Data excerpts:
.....

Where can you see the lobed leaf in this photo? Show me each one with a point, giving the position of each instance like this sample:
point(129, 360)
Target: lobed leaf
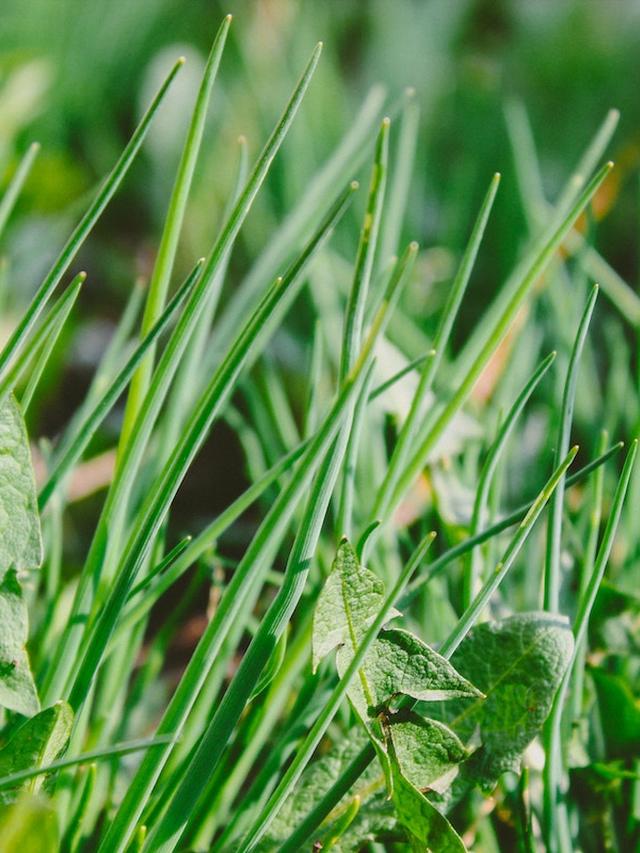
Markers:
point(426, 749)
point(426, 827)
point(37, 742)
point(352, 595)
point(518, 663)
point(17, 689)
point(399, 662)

.....

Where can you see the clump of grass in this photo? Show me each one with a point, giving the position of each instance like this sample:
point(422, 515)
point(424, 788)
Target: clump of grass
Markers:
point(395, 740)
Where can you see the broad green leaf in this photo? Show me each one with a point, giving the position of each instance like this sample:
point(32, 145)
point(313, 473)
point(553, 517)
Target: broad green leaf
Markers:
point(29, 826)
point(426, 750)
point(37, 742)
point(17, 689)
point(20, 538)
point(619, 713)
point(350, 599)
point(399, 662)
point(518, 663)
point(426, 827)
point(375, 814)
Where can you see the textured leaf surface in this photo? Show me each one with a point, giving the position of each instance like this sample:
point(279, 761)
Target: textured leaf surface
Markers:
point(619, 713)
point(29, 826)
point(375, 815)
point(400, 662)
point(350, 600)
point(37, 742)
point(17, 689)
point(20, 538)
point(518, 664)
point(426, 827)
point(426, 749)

.....

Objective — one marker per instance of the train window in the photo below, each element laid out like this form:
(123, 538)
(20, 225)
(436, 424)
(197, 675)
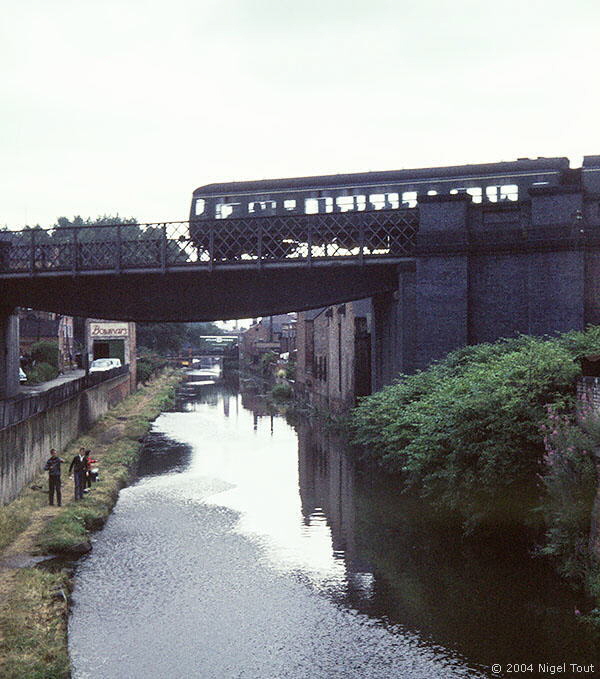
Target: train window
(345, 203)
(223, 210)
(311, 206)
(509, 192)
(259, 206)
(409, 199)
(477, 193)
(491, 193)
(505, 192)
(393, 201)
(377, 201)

.....

TO DO: Show, from the records above, every line that includes "Where".

RESPONSE:
Where can you see the lobed leaf in this photo? Show me each one with a point, giving the position of each instance like this sample:
Where can you see the clump of grass in this photo? Show me each one with a point, giving the position of each instance like this sample:
Where can you see the broad green leaf in this photo? Show me each one with a point, giving the position of each instance like this sample:
Where can you see the textured leaf surface in this photo? Show me each one with a point, giving the position of each instance like this sample:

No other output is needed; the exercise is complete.